Which lines of the material below contain the word "rough"? Copy out each of those lines in full.

Content starts

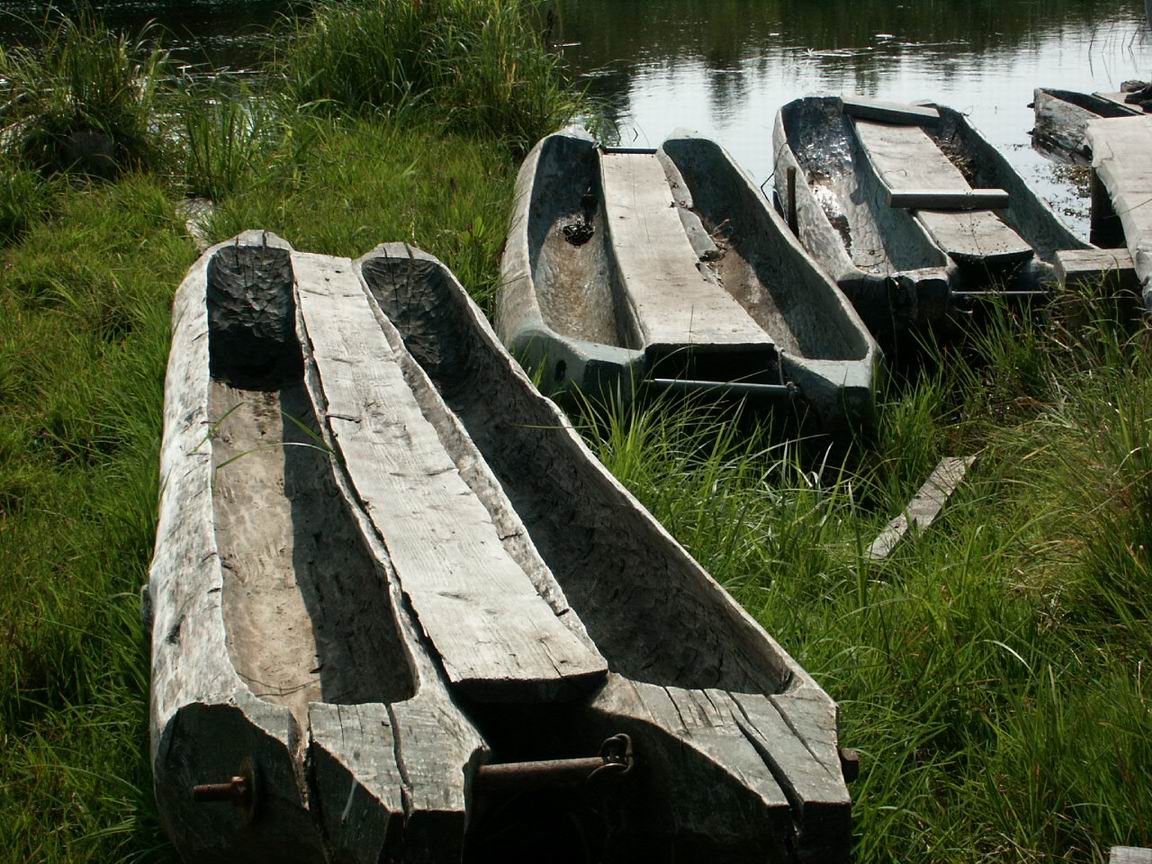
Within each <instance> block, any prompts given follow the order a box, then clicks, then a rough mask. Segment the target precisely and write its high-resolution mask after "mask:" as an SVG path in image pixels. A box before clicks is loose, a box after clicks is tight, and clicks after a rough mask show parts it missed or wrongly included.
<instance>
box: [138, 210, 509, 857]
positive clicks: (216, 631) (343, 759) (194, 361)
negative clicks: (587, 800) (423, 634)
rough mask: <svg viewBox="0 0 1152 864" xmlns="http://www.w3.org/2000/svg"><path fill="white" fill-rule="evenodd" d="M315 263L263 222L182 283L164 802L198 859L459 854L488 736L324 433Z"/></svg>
mask: <svg viewBox="0 0 1152 864" xmlns="http://www.w3.org/2000/svg"><path fill="white" fill-rule="evenodd" d="M347 264H348V272H349V274H350V272H351V267H350V265H351V263H350V262H348V263H347ZM313 276H314V273H310V272H308V271H305V272H303V273H302V272H301V267H300V257H298V253H296V252H294V251H293V250H291V248H290V247H289V245H288V244H287V243H286V242H283V241H282V240H280V238H278V237H275V236H274V235H271V234H265V233H263V232H248V233H245V234H242V235H240V236H238V237H236V238H234V240H232V241H229V242H227V243H222V244H220V245H217V247H213V248H211V249H209V250H207V251H206V252H205V253H204V256H203V257H202V258H200V259H199V260H198V262H197V263H196V265H195V266H194V267H192V268H191V270H190V272H189V273H188V276H187V278H185V279H184V281H183V282H182V285H181V286H180V289H179V291H177V294H176V297H175V302H174V306H173V341H172V354H170V358H169V363H168V372H167V380H166V385H165V430H164V442H162V449H161V488H162V492H161V499H160V511H159V524H158V530H157V539H156V550H154V555H153V560H152V567H151V574H150V583H149V586H147V589H146V593H145V598H146V600H147V601H149V606H150V607H151V612H150V615H149V617H150V624H151V629H152V695H151V757H152V766H153V771H154V787H156V796H157V801H158V804H159V811H160V816H161V820H162V823H164V825H165V827H166V829H167V832H168V835H169V838H170V839H172V841H173V843H174V844H175V847H176V848H177V849H179V851H180V854H181V855H182V856H183V857H184V859H185V861H189V862H236V861H275V862H319V861H340V862H349V863H353V862H356V863H359V862H363V863H364V864H369V862H372V863H373V864H374V863H376V862H380V861H404V862H433V861H435V862H448V861H458V859H460V858H461V855H462V851H463V843H464V833H465V818H467V811H468V808H467V804H468V799H469V789H468V783H469V782H470V775H471V774H472V773H475V768H476V766H477V764H478V763H479V761H482V760H483V759H484V758H485V756H486V753H487V750H486V746H485V743H484V740H483V737H482V736H480V735H479V733H478V732H477V730H476V728H475V726H473V725H472V723H471V722H470V721H469V720H468V719H467V718H465V717H464V715H463V713H462V712H461V711H460V710H458V708H457V707H456V704H455V702H454V699H453V698H452V697H450V695H449V691H448V688H447V684H446V681H445V679H444V675H442V673H441V670H440V667H439V665H438V662H435V661H433V659H432V657H431V655H430V653H429V652H427V650H426V647H425V646H424V643H423V641H422V638H423V637H422V636H420V634H419V630H418V629H417V626H416V623H415V621H414V620H412V617H411V615H410V613H409V612H408V611H407V609H406V606H404V602H403V600H402V597H401V592H400V586H399V583H397V581H396V578H395V573H394V569H393V566H392V562H391V555H389V553H388V552H387V551H386V548H385V546H384V543H382V540H381V538H380V536H379V535H378V533H377V532H376V531H374V529H373V526H372V524H371V523H370V522H369V520H367V518H366V517H365V514H364V511H363V509H362V508H361V507H359V505H358V502H357V501H356V500H355V499H354V498H353V493H351V488H350V485H349V484H348V482H347V479H346V477H344V475H343V472H342V469H341V468H340V465H339V463H338V461H336V460H335V457H334V455H332V454H331V453H329V449H331V445H329V444H327V442H326V441H325V434H326V431H325V430H326V425H325V424H324V423H321V422H319V420H318V417H321V418H323V417H325V410H326V409H325V408H324V407H323V404H321V407H320V408H319V409H318V408H317V404H316V402H313V393H312V392H310V389H309V386H308V380H309V378H314V376H316V359H314V357H313V356H312V354H311V348H310V344H311V343H310V341H309V340H308V339H306V338H305V335H304V325H303V321H302V316H301V309H300V305H301V304H300V303H298V302H297V300H298V297H301V296H305V297H314V296H317V294H316V293H317V291H320V290H321V289H324V288H325V285H323V283H316V282H311V281H310V279H312V278H313ZM351 279H353V285H354V286H356V287H357V290H359V289H358V283H357V282H356V280H355V276H353V278H351ZM346 287H347V283H346Z"/></svg>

Content ends

## [RESULT FOR THIS TASK]
Within each <instance> block, any prompts given follow the order a box, then clicks, then a rough mask. Segment the target precisely and write its high-resolution mask after "mask:" as an SVG path in image pixels. A box before clicks is loose, a box after clicks is tight, and clicks after a rough mask show parts it missed or wrongly included.
rough mask: <svg viewBox="0 0 1152 864" xmlns="http://www.w3.org/2000/svg"><path fill="white" fill-rule="evenodd" d="M315 263L263 222L182 283L164 802L198 859L459 854L488 736L324 433Z"/></svg>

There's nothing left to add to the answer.